_Selected excerpt_:

□ □ □ □ □

Arrowroot powder is a starch that comes from the arrowroot plant, which is native to the West Indies and has been cultivated by indigenous Caribbean people for thousands of years. Arrowroot powder is sometimes referred to simply as arrowroot, or you may see it labeled as arrowroot flour; before using, check to make sure that the arrowroot has not been mixed with tapioca or potato starch, as these may change its properties. How do you use it? Take a look at these five simple arrowroot powder uses for ideas.
Table of Contents
- As a thickener
- For breading
- For making other alternative flours lighter
- As a binding agent
- As a vegan egg substitute
As a thickener
You can use arrowroot powder to give body to savory preparations like soups and stews, as well as to sweet ones like fruit pie fillings and puddings. Arrowroot powder’s flavor profile is neutral, so it thickens without changing the dish’s taste, and it handles being frozen and thawed well, which makes it different from cornstarch. Another difference from cornstarch is that arrowroot powder works fine with acidic fruit juices — they won’t hinder its ability to thicken. The fact that arrowroot powder thickens dishes so that they are glossy is another benefit if you are using it to make puddings and fruit pie fillings.
Arrowroot powder doesn’t give dishes a chalky taste the way cornstarch sometimes can and when you use it to thicken a clear liquid, the liquid stays clear; in comparison, flour, and cornstarch tend to turn clear liquids cloudy.
To thicken with arrowroot powder, mix it with cold water to make a slurry; the slurry method keeps the fine powder from forming clumps. Arrowroot powder cooks at a relatively low temperature, which means that it is perfect for some of the more delicate sauces. For best results, add your arrowroot powder slurry at the end of your dish’s cooking time, as it doesn’t handle extended heating well — it will thin out again if you cook it for too long. Avoid mixing arrowroot powder with milk or another dairy product since this will give your dish a slimy texture.

□ □ □ □ □

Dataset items
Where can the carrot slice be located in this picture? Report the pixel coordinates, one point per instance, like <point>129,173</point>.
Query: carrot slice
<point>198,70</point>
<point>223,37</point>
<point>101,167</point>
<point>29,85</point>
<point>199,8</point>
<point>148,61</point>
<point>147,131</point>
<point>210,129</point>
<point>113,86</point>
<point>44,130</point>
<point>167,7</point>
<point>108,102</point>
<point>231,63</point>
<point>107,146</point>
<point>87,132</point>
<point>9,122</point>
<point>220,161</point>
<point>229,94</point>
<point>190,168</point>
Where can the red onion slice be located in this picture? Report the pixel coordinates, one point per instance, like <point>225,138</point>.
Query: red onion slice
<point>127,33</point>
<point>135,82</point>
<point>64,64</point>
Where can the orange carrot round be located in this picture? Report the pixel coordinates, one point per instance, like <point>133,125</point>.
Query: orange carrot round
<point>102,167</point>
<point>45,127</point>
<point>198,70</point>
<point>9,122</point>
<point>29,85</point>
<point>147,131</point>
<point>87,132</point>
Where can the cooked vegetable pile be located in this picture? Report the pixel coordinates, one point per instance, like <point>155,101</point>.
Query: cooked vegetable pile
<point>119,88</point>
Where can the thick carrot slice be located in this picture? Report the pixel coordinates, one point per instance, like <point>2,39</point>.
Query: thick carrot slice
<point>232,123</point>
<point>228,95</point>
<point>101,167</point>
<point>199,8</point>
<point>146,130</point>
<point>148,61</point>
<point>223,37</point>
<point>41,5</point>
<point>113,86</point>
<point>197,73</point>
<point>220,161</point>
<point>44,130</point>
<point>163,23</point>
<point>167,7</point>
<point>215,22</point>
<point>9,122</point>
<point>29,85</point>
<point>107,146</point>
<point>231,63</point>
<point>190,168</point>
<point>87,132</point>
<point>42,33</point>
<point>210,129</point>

□ □ □ □ □

_Explore the material_:
[1] Answer these questions about the arrowroot powder article above the listing:
(a) Where is the arrowroot plant native to?
(b) What should arrowroot powder be mixed with to make a slurry?
(c) What texture results from mixing arrowroot powder with milk or another dairy product?
[2] List every use of arrowroot powder named in the table of contents of the arrowroot powder article.
[3] Carry on the arrowroot powder article from its last sentence.

_Answer section_:
[1]
(a) The West Indies
(b) Cold water
(c) A slimy texture

[2]
- As a thickener
- For breading
- For making other alternative flours lighter
- As a binding agent
- As a vegan egg substitute

[3]
Arrowroot powder is great for coating fried and baked items. Adding arrowroot powder to other breading ingredients or using it on its own can make the final result crisper. Blend it with tapioca flour, potato starch or almond flour. Use it in the breading for fried meats, including chicken and pork chops, as well as to coat tofu. It works well as a cornstarch alternative in the coating for deep-fried American Chinese specialties like General Tso’s chicken. You can also dust your French fries with arrowroot powder before deep-frying or air-frying to make them super crispy.
For making other alternative flours lighter
One of the big downsides of gluten-free, grain-free alternative flours is how they perform in some baked goods. Almond and coconut flours are notorious for producing a dense final product. Blending them with arrowroot powder can make the textures fluffier. Like those flours, arrowroot powder contains no gluten, so it is fine for people with celiac disease to consume.
As a binding agent
Arrowroot powder is a useful and versatile binding agent for vegan and vegetarian recipes that contain no eggs. Arrowroot powder helps to keep ingredients together in the same way that eggs would. Use it in meatloaf, meatballs and their vegan alternatives.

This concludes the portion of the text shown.